Maintaining this vigour will be the future director's primary
task.'
* We are delighted to announce the appointment of Professor Martin
Carver (York University) as our successor as Editor from 1 January 2003.
Martin is well known for his excavations at Sutton Hoo, and it is highly
appropriate that he should take up the editorship of the journal that
gave the first detailed information of that significant site. He is less
well known for the fact that he provided one of the editors with his
first lecturing post! In the next issue we will give formal details of
the new editorial offices.
* ANTIQUITY continues its programme of celebration of 75 years of
publication. As we write we have just attended the Society for American
Archaeology conference in Denver where a symposium reviewed the
achievement of ANTIQUITY, and whose papers will be published in
December. The conference was also distinguished by a joint Cambridge and
ANTIQUITY party, notable for its Scottish ritual. By the time of
publication of this issue, we will also have held a celebration of
ANTIQUITY in the Society of Antiquaries. Part of the marking of the
celebration of 75 years of publication has been the setting-up of the
Antiquity Papers to reprint classic papers from those formative years of
archaeology. The first of these, Landscapes from Antiquity, was
published in 2000. The second, Celts from Antiquity, has just been
published and further details can be obtained from the ANTIQUITY office
(
[email protected]).
* In this Celtic spirit, we publish two short reports by authors
whose articles also appear in the edited volume, Celts from Antiquity.
ANDREW FITZPATRICK (Wessex Archaeology) provides an update on the
treatment of `Treasure', entitled `A tale of two hoards: the
Snettisham Iron Age treasure ten years on':
`The recent volume of collected papers, Celts from Antiquity,
includes two contributions on the great hoards of Iron Age gold torques
from Snettisham, Norfolk that were first published in 1991 and 1992
(Stead 1991; Fitzpatrick 1992). The decade following their first
publication has seen fundamental changes in the frameworks within which
finds of this kind are treated, as the way the discovery in 2000 of the
Winchester (Hampshire) hoard has been treated shows.
`Until 1997, the application of Treasure Trove to protect
antiquities required that the intent to recover objects of precious
metal had to be demonstrated. Reporting on the Snettisham find in 1991,
Ian Stead commented that the law was "archaic" (1991: 455),
while in response it was suggested that the opposition between sacred
and profane that this medieval law had come to enshrine might "not
be helpful" (Fitzpatrick 1992: 397).
`Since then writers, who, unlike Ian Stead (1995), have been
unfettered by the responsibility placed on the British Museum to examine
and analyse potential cases of Treasure Trove have tended to regard the
Snettisham hoards as votive (e.g. Davies 1996; Haselgrove 2001: 49-51).
For Barry Cunliffe, there is "little doubt that the motive for
deposition was ritual" (1997: 196). As argued in 1992, the broader
patterns of combinations of objects and their deposition in particular
places in the later Iron Age of central and western Europe appears to be
supported by new finds (e.g. Van Impe et al. 1997; Fitzpatrick
forthcoming).

Data records:
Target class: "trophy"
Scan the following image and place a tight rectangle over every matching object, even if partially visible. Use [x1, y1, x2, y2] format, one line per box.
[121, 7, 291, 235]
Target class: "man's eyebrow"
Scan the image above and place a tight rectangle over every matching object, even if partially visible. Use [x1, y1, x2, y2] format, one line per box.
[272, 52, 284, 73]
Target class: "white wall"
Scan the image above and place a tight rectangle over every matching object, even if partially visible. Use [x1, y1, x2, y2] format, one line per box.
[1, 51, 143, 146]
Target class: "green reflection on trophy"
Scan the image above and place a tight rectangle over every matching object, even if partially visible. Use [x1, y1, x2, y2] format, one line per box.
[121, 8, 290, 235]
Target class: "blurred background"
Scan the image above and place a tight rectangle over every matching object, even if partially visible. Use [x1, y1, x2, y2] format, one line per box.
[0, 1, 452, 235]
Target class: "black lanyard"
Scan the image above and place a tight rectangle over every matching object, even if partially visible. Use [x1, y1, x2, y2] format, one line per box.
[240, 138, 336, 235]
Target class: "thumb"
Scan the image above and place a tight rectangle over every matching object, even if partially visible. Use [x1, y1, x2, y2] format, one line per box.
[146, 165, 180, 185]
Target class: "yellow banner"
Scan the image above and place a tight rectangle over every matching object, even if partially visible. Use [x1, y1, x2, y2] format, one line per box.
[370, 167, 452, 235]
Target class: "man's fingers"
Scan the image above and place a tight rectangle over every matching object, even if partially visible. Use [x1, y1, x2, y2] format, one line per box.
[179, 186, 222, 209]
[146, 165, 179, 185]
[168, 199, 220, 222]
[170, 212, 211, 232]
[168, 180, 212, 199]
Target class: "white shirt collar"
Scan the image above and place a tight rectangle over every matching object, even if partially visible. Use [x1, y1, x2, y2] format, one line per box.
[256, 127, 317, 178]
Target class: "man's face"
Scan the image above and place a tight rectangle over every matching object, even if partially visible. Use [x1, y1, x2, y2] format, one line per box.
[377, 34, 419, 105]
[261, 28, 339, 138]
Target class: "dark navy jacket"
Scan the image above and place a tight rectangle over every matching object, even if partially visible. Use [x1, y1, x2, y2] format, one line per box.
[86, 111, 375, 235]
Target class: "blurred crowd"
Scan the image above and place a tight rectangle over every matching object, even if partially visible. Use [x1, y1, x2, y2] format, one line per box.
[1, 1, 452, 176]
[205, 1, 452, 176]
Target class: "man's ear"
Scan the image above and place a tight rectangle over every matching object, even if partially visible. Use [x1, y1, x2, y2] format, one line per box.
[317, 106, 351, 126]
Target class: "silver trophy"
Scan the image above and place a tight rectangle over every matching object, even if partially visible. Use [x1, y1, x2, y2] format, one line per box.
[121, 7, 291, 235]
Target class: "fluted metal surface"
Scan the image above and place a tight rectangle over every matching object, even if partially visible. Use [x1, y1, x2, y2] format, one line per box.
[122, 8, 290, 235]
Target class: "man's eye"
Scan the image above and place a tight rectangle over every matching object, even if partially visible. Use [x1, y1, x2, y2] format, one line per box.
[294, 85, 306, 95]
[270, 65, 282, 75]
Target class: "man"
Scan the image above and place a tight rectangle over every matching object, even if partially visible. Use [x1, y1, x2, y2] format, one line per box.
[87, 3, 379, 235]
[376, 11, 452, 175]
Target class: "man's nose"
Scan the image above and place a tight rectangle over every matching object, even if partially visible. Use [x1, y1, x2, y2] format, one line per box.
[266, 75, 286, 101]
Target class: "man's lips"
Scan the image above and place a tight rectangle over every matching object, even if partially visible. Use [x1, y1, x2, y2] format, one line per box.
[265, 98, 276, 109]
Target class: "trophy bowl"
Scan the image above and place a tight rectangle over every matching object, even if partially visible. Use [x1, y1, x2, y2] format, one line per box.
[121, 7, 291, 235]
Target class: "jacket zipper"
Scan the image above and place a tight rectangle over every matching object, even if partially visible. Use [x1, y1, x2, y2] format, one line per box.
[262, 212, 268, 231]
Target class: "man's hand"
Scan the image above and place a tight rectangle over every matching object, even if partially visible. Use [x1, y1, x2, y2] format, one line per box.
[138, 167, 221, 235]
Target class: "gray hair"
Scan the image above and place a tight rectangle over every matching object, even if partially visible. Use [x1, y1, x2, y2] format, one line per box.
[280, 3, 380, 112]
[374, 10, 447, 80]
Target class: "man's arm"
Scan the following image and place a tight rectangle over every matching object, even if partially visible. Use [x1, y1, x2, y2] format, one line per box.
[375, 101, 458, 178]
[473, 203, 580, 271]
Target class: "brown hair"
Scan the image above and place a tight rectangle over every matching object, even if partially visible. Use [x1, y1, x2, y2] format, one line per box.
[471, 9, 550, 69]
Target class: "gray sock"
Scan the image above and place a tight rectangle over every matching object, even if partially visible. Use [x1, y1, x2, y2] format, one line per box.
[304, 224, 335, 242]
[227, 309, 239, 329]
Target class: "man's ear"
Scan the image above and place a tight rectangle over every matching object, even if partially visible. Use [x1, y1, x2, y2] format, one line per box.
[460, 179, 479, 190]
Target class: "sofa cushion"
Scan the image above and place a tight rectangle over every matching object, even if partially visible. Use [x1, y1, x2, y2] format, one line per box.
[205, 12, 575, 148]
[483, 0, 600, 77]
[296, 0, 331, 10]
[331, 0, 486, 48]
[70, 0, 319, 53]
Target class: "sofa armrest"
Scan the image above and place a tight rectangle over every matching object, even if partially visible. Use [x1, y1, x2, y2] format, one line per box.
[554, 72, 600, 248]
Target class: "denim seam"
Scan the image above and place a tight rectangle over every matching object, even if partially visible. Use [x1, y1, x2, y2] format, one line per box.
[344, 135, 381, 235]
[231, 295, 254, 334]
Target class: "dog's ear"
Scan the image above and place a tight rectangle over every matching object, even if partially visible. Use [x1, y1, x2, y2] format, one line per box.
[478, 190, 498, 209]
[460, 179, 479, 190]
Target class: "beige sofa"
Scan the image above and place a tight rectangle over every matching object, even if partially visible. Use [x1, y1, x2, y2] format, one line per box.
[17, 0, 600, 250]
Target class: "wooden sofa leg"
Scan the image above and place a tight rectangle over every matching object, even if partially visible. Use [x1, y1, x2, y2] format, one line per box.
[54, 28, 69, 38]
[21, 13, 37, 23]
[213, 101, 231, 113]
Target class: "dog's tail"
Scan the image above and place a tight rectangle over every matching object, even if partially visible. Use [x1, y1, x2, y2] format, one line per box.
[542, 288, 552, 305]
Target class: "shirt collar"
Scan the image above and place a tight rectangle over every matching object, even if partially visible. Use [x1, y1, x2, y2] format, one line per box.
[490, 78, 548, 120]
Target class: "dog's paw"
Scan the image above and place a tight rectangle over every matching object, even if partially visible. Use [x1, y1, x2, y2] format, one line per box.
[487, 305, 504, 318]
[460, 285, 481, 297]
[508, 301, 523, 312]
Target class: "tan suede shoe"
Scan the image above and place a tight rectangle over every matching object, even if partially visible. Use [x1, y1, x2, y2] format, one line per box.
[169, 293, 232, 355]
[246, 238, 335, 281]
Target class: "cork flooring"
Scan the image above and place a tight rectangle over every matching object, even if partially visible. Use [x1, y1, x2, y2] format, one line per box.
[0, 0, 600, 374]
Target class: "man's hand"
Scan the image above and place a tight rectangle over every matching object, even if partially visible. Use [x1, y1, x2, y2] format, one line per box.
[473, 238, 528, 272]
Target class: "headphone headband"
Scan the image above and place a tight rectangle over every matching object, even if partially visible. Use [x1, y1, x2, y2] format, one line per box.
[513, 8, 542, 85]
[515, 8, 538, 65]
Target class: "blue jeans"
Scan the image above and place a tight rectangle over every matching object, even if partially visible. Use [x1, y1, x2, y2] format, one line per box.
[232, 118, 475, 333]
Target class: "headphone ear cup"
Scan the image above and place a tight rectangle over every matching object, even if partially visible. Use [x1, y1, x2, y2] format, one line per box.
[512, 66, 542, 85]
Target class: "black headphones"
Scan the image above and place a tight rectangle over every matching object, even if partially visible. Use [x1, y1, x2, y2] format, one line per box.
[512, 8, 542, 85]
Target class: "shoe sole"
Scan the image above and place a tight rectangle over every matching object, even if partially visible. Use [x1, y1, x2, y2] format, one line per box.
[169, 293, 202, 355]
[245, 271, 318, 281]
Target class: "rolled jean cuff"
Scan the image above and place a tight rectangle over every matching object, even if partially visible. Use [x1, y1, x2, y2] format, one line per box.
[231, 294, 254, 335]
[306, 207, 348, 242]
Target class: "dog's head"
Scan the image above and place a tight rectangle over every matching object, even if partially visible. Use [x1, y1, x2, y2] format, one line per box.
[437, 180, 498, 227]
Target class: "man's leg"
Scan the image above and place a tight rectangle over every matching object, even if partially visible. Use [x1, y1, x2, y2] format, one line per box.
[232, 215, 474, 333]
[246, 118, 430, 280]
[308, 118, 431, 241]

Exercise: According to the source excerpt, who was appointed Editor from 1 January 2003?

Result below: Professor Martin Carver of York University.